◆ REQUIREMENTS
Locate every line in the records that contains the string "black" and copy each one. Case counts.
## start
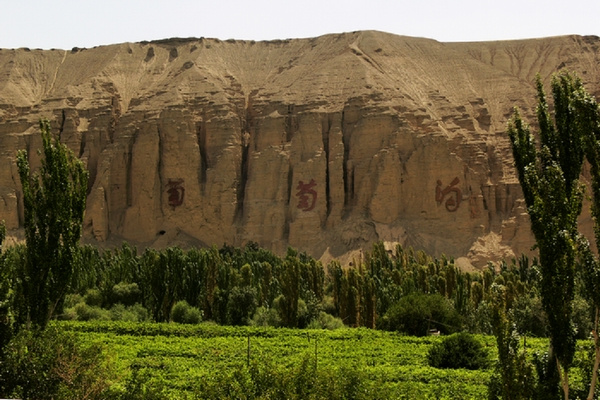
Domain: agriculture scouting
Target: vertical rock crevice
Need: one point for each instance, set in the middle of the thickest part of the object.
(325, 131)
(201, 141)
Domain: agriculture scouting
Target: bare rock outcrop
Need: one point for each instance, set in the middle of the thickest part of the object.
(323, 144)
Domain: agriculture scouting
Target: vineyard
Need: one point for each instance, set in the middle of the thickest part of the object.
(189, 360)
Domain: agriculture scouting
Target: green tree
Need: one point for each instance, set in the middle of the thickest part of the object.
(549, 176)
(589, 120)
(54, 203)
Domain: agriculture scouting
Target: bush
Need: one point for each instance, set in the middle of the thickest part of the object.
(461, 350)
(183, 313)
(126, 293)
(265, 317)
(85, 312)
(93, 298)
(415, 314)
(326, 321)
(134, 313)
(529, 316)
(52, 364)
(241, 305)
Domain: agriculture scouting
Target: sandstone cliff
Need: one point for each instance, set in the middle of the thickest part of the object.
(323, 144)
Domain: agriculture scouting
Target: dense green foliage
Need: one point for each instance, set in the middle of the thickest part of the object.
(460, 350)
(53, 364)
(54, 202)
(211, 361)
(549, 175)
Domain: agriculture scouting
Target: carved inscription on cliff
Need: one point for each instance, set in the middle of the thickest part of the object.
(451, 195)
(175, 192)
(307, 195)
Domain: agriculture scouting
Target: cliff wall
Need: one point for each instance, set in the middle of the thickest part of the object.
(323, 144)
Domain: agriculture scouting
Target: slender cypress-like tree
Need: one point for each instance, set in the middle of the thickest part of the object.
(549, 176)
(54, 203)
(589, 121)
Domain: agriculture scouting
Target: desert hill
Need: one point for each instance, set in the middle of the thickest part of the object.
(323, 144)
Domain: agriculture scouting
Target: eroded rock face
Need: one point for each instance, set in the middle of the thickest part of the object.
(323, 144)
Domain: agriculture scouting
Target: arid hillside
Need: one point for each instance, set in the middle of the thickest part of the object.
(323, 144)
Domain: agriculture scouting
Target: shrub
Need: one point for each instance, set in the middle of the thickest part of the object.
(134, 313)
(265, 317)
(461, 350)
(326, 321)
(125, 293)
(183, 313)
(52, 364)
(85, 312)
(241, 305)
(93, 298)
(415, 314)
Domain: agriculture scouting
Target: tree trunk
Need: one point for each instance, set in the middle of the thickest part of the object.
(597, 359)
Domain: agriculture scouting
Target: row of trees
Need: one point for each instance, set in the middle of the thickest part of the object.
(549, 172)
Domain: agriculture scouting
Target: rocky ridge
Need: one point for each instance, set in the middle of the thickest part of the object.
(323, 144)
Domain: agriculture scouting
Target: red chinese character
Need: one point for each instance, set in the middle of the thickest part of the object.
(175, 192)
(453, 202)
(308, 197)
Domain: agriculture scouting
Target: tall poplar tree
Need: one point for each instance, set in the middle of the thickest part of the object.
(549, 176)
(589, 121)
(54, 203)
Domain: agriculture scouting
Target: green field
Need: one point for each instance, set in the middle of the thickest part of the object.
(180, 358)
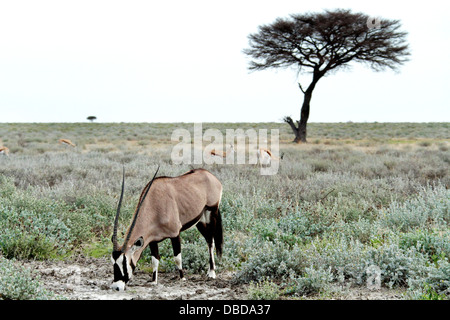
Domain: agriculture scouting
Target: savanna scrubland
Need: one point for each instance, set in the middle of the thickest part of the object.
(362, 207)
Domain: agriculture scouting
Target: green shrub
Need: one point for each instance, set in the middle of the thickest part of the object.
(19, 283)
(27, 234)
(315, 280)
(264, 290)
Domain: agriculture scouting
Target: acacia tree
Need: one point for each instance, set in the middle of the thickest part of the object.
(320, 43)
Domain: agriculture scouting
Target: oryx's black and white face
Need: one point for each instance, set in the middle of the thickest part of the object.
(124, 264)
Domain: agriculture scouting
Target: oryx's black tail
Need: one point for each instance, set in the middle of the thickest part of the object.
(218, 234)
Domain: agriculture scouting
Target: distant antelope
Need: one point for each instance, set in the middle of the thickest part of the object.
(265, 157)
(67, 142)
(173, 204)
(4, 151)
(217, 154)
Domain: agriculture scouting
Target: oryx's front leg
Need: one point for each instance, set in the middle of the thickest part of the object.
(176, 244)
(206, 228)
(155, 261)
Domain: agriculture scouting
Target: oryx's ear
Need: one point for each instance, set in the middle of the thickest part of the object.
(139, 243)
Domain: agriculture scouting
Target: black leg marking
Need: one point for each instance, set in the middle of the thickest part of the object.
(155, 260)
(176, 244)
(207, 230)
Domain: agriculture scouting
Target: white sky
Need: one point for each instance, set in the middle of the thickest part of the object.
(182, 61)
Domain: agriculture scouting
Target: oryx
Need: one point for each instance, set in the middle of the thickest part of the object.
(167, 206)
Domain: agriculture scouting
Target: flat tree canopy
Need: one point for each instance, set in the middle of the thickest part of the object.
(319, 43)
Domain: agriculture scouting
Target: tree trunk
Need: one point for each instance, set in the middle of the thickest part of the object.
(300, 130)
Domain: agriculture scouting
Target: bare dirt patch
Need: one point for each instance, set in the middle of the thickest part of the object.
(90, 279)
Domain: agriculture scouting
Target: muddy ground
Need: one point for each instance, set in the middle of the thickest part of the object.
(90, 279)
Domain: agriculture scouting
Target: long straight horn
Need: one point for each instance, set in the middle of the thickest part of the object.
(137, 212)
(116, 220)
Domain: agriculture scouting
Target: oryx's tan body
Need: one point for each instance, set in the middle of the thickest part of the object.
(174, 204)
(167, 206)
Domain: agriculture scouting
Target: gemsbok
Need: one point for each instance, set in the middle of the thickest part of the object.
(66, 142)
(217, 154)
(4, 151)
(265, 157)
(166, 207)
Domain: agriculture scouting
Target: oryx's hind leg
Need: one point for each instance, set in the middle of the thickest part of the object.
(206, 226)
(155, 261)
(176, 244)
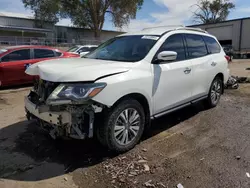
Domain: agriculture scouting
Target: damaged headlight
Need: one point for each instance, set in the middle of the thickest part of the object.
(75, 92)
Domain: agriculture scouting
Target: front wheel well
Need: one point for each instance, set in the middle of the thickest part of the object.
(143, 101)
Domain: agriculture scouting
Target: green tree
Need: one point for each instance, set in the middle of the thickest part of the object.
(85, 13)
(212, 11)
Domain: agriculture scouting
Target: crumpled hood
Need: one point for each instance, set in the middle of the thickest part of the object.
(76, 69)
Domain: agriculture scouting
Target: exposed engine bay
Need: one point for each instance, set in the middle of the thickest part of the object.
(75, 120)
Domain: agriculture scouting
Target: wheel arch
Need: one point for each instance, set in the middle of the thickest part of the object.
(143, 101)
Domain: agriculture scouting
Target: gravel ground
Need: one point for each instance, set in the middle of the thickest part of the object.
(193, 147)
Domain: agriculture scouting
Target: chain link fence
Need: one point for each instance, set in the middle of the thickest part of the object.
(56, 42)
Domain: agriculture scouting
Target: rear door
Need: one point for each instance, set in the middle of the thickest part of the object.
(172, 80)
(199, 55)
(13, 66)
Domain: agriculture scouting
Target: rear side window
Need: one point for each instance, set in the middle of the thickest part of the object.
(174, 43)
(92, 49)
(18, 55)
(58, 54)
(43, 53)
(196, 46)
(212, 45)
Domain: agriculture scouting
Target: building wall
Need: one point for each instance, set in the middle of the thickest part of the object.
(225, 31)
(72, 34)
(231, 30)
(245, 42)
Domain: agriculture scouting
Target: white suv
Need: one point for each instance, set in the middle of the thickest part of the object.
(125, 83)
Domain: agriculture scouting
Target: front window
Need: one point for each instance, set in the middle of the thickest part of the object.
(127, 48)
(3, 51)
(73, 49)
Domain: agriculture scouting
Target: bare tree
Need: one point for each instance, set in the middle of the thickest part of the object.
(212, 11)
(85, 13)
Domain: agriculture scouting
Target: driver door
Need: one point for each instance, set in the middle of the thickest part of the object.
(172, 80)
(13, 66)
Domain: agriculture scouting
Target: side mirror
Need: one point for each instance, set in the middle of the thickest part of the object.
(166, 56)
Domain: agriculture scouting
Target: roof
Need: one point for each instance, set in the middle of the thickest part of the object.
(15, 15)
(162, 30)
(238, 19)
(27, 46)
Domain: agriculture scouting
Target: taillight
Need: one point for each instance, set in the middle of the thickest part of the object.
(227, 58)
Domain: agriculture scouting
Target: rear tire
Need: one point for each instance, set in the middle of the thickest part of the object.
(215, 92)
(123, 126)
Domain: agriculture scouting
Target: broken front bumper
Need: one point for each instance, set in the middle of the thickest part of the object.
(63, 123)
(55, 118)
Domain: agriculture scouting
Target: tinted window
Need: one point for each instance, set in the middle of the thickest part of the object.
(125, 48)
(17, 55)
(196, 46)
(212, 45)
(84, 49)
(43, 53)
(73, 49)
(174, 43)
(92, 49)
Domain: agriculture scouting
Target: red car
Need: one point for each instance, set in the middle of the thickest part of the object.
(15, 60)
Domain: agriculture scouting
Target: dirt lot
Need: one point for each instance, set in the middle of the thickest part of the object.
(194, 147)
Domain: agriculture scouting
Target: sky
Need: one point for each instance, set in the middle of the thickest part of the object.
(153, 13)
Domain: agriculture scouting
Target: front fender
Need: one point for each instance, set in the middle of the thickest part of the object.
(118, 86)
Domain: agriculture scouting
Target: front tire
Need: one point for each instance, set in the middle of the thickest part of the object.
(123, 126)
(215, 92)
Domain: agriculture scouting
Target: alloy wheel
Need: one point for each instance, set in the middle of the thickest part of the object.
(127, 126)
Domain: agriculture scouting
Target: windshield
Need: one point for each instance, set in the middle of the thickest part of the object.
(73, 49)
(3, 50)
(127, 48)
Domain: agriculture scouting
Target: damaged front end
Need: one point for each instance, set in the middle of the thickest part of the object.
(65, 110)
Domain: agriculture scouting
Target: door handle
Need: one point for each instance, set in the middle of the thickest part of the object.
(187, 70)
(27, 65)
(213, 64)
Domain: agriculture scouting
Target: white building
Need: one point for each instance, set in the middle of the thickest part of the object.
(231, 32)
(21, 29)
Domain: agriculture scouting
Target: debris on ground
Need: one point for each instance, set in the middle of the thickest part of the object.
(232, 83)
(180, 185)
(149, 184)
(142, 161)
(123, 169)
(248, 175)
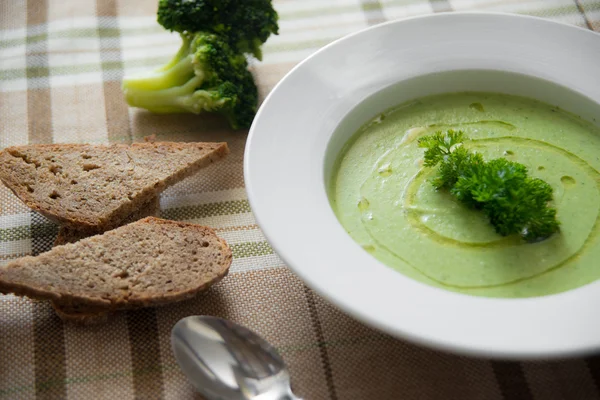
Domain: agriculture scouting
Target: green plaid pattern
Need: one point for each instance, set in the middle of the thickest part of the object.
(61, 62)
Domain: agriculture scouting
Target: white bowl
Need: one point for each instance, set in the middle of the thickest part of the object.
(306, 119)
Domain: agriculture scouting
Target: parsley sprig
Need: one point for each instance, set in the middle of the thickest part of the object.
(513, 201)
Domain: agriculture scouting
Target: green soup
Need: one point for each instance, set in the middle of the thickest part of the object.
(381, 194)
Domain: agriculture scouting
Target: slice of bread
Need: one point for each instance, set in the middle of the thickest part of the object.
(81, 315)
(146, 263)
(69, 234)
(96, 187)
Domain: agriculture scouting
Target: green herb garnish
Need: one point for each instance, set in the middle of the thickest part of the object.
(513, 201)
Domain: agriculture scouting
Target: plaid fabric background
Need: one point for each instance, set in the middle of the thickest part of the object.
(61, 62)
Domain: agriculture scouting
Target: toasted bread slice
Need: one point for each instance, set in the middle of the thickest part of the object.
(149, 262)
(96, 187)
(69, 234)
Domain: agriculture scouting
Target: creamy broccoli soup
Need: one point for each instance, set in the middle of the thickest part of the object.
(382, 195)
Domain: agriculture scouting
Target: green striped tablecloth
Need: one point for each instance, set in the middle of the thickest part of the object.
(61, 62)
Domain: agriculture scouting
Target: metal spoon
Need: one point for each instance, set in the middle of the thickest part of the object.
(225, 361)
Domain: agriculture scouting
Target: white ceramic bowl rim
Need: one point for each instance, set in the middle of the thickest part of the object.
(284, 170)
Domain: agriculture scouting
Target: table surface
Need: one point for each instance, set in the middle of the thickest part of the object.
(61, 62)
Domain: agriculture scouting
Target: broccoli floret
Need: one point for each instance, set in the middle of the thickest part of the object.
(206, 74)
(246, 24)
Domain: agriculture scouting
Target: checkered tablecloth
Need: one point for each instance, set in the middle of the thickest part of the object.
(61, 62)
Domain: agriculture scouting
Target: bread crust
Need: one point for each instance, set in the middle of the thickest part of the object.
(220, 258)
## end
◆ TASK RESPONSE
Target: oryx's black and white face
Target: oryx's black tail
Target: black leg marking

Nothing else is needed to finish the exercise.